Extract every entry word for word.

Pointing records
▬▬▬▬▬▬▬▬▬▬
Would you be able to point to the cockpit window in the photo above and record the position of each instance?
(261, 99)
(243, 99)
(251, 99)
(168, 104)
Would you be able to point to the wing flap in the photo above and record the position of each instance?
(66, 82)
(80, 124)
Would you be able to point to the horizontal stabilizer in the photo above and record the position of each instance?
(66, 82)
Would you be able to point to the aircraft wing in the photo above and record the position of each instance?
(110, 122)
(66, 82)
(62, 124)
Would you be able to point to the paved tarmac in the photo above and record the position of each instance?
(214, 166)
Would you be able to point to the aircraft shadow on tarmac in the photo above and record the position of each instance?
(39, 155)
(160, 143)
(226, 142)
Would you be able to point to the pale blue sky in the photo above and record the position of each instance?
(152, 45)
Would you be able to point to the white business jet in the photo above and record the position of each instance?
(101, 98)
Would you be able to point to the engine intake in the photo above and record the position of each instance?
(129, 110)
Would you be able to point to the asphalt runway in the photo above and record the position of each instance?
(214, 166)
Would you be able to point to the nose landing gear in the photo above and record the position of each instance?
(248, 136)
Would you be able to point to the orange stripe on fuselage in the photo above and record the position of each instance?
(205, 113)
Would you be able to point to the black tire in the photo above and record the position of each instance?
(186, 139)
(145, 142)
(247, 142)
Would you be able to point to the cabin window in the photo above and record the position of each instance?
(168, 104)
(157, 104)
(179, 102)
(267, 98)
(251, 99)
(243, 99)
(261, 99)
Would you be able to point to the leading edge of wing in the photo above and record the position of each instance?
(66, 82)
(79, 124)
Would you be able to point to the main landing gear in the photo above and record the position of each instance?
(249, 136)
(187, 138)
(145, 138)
▬▬▬▬▬▬▬▬▬▬
> [THE OUTPUT]:
Would you be able to point to the cockpit window in the photo above and record the position of each instance?
(261, 99)
(243, 99)
(251, 99)
(168, 104)
Would you be able to point to the wing flap in the photo above and record the position of each instance?
(66, 82)
(80, 124)
Would you be able to point to the horizontal stabilizer in the photo above and record the position of each instance?
(66, 82)
Would you be able to point to the aircraft wing in the photo above and record the position of each instance?
(110, 122)
(66, 82)
(62, 124)
Would you be able to point to the paved tarmac in the photo above and record the position of each instance?
(214, 166)
Would you be able to point to the aircraft shadow on tarmac in the photo above and record the position of each instance?
(39, 155)
(160, 143)
(226, 142)
Would you be able to point to the pale blue sky in the photo above and record the position of each instance?
(152, 45)
Would you be able to point to the white business jet in the photo above and record the position of each instance?
(101, 98)
Would you be able to point to the engine intake in the photo above and record the position of each instance?
(129, 110)
Would you be able to point to the asphalt runway in the photo above and record the position of each instance?
(214, 166)
Would you be able to point to the nose landing gear in the photo above and record the position of each instance?
(248, 136)
Would you be able to point to the orange stripe on fuselage in the photo above and record the position of each instance?
(205, 113)
Would you be able to point to the black tire in the photo above and record the position of each instance?
(186, 139)
(145, 142)
(247, 142)
Would you be able to point to the cabin window in the photo above and record the position of each instance?
(168, 104)
(157, 104)
(179, 102)
(267, 98)
(251, 99)
(243, 99)
(261, 99)
Would you be able to point to the leading edge of wing in the photo above and record the position of each instance?
(66, 82)
(79, 124)
Would you be able to point to the main landing gear in the photo above and record the position of each instance?
(249, 136)
(187, 138)
(145, 138)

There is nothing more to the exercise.